*TRECHO DO TEXTO*.
+ + + + +

Preencher a alma
O mal atendimento de uma recepcionista não é consequência apenas de um problema na falta de treinamento dada pela Empresa. Não. Não é meramente um problema administrativo. É, antes, um problema psíquico. Melhor dizendo: é, antes um problema familiar. Aquele, ou aquela que mal atende um cliente, como acabou de acontecer comigo, demonstra que não teve atenção quando era pequeno. Ou seja: como oferecer atenção a alguém, se aquela própria pessoa não o teve. Aparentemente é algo simples de resolver: mas não é! o problema é maior.
Vencer esse desafio não é tão fácil. Os treinamentos nas empresas, muitas vezes, não funcionam, justamente quando a cultura é forte no sentido da agressividade. Se no lugar existe uma tendência exagerada para o riso; para a falta de atenção às pessoas; para o jeito agressivo de tratar todo mundo: então, o treinamento está fadado ao fracasso.

+ + + + +

Entradas de identificação de local
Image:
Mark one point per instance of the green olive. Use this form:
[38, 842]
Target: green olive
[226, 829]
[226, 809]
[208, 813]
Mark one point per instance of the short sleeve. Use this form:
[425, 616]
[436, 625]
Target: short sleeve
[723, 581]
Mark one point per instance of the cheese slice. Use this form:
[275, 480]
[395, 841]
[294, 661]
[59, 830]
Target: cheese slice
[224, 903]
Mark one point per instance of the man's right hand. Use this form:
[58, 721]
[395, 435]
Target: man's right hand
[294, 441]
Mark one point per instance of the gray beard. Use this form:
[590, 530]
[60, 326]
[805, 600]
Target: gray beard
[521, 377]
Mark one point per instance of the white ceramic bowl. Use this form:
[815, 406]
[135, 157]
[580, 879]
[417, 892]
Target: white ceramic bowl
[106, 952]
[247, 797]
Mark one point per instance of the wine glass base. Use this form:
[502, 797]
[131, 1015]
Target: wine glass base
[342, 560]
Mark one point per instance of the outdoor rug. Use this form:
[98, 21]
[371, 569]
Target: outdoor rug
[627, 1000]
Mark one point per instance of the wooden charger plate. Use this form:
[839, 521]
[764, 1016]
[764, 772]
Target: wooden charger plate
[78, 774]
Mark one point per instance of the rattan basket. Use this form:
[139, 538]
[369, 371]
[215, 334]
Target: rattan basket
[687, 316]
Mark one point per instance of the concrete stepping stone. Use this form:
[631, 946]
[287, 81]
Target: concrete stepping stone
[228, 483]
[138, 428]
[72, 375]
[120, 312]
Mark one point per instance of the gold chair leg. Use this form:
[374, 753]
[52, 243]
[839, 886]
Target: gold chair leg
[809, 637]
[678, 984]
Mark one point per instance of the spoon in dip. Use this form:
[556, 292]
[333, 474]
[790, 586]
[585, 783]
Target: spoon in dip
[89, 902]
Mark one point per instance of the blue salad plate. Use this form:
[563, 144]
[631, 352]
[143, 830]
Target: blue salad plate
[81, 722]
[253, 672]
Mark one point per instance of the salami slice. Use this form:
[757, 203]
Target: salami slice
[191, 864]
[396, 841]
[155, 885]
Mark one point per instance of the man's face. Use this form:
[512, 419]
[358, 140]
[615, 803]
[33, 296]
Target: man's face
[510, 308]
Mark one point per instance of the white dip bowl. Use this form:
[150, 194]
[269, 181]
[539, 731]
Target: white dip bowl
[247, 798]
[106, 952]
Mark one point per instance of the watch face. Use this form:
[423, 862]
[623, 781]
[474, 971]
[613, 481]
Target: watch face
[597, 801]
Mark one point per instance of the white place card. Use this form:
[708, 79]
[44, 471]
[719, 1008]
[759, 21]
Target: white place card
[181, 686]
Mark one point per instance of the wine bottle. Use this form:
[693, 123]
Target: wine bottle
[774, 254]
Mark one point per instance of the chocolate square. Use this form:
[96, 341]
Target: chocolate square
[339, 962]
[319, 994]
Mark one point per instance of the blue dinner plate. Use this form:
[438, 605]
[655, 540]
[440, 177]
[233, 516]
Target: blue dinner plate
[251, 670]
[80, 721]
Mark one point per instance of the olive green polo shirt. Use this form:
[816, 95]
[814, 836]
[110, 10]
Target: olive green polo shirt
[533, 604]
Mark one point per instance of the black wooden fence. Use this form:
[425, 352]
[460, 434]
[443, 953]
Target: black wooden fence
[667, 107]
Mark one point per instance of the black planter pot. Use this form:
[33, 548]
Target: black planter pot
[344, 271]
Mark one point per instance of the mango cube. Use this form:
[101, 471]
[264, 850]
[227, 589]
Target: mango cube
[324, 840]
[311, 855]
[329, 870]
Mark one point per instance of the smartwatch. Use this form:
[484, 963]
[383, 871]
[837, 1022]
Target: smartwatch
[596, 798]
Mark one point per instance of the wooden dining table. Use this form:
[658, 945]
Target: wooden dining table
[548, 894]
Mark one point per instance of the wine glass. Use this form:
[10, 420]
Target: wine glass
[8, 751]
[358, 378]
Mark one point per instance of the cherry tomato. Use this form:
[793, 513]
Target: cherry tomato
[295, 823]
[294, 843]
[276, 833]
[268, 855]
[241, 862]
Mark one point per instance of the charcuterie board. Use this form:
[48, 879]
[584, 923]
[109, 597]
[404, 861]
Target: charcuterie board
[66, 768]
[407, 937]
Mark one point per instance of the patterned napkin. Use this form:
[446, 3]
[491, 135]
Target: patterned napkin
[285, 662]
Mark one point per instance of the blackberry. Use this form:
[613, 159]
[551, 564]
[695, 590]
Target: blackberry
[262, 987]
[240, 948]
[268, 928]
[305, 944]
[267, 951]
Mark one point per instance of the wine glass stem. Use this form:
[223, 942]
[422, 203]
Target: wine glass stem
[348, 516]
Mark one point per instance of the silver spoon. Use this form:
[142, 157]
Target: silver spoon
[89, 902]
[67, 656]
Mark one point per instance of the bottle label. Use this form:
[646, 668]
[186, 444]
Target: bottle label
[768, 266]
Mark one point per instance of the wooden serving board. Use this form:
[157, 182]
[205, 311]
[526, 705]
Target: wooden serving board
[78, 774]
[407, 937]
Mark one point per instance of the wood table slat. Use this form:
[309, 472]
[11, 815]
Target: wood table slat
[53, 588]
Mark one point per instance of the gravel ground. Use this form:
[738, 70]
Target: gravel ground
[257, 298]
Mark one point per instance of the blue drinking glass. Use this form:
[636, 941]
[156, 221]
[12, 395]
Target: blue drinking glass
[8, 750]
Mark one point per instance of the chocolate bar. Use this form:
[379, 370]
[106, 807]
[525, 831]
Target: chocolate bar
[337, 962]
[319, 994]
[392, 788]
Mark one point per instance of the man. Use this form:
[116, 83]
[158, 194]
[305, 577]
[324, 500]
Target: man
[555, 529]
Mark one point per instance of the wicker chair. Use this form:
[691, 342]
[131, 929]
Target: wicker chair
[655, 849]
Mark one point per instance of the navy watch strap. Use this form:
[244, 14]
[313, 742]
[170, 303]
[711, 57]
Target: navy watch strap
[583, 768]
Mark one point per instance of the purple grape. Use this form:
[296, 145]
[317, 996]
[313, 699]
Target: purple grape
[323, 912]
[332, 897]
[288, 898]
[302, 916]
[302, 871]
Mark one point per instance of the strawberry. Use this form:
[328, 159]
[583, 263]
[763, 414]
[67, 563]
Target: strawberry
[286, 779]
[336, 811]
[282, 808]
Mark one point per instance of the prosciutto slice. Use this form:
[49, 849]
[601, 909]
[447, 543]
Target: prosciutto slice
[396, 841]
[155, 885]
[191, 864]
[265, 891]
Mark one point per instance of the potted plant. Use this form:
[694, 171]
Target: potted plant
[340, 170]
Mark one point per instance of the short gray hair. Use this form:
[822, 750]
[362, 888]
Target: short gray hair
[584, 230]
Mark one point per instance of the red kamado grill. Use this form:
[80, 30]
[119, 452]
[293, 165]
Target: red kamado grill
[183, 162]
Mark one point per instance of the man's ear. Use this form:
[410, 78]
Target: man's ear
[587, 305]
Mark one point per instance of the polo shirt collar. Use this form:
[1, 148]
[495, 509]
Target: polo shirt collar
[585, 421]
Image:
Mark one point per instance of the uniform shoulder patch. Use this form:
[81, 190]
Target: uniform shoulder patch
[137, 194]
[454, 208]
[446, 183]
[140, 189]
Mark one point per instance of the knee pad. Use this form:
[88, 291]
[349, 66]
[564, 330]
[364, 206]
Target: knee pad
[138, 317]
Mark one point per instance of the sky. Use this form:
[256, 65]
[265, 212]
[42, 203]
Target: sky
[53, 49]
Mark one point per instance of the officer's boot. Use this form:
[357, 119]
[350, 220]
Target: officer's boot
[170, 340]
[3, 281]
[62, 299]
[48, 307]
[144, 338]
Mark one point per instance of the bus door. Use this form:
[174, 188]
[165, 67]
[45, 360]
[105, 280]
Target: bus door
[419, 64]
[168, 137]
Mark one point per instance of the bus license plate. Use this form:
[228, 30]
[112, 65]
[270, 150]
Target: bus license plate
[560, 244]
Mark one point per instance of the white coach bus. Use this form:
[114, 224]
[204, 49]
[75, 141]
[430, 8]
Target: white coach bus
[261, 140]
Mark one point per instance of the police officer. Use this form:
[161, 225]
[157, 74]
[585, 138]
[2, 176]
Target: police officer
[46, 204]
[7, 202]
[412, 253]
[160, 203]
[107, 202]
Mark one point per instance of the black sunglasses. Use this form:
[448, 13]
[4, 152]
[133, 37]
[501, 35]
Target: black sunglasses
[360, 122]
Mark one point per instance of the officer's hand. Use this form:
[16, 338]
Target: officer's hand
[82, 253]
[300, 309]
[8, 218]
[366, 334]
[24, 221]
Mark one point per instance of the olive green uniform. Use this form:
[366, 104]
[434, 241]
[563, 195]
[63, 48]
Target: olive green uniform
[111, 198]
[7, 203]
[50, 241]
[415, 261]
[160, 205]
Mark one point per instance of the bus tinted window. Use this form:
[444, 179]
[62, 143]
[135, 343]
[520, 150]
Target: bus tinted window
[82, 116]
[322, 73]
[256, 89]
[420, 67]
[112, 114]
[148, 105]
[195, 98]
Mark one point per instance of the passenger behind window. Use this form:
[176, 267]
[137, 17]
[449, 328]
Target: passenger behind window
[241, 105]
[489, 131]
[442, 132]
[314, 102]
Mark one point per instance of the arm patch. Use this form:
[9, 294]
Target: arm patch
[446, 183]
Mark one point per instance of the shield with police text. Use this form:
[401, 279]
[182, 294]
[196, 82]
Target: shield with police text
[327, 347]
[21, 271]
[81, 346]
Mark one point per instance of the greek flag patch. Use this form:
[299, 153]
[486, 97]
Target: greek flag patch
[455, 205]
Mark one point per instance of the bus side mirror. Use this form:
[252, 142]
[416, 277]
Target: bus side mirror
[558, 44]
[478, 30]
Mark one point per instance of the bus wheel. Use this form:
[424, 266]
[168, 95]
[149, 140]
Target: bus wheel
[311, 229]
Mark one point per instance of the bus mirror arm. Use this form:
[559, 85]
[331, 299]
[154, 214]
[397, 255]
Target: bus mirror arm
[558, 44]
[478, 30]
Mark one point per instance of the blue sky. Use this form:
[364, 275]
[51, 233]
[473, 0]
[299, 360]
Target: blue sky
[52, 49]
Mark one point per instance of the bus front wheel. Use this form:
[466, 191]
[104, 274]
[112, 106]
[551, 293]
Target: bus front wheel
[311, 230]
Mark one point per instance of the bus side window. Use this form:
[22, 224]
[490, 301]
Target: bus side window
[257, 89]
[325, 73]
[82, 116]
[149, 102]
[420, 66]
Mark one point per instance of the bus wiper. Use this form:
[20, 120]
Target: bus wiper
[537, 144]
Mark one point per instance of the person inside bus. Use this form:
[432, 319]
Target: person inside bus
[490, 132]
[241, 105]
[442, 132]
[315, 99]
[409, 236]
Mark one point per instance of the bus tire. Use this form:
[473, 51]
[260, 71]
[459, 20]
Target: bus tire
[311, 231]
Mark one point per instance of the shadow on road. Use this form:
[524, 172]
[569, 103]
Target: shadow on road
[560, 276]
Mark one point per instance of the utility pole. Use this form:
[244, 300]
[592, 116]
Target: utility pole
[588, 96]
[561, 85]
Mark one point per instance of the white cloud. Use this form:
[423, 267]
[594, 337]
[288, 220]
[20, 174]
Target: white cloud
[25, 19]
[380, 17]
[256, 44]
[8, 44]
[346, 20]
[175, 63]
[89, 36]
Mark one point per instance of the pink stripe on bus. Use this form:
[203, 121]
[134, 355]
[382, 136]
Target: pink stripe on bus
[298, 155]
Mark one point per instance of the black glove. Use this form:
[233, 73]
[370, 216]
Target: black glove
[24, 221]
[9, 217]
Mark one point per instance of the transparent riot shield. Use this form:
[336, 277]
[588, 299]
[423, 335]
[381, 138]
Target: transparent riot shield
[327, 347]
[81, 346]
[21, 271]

+ + + + +

*TAREFAS*.
1. Como você resumiria em duas frases o texto sobre o mau atendimento de recepcionistas?
2. Prolongue o texto sobre o mau atendimento de recepcionistas a partir do ponto em que ele termina.

*RESULTADOS FINAIS*.
1. O mau atendimento de uma recepcionista não decorre só da falta de treinamento dado pela empresa: é, antes, um problema psíquico e familiar, pois quem atende mal não teve atenção quando era pequeno. Por isso vencer esse desafio não é fácil, e os treinamentos costumam fracassar quando a cultura do lugar tende à agressividade, ao riso exagerado e à falta de atenção às pessoas.

2.
Pena, portanto, que a pobreza não seja um problema apenas social e econômico. Aliás, associado ao lado econômico, existe o lado afetivo. É neste aspecto que reside a maior desgraça da pobreza. É onde afeta a pessoa em toda sua plenitude. Transforma uma pessoa, simples, num ser com trejeitos robóticos e agressivos. Transforma a menina, num ser machão. Transforma a menina; aliás, não transforma. Deveria transformar numa mulher. Mas, nem toda menina vira verdadeiramente uma mulher. Nem todas vão conseguir superar o desafio de ser meiga. De ser atraente. De ser sofisticada. Tem gente que acha que isso é um problema econômico. De certa forma, sim. Mas, antes é afetivo. É lá na infância, quando a menina deveria ter ganhado um brinquedo e não ganhou, que ela no futuro vai pagar com sua alma, a pobreza de não ter podido curtir uma vida com mais conforto. A pobreza não vai afetar apenas a digestão do lanche que ela não pôde comer fora. O problema não é só fisiológico. Ele é afetivo e quebrará sua alma de forma que nem a própria mãe e o pai saberão como.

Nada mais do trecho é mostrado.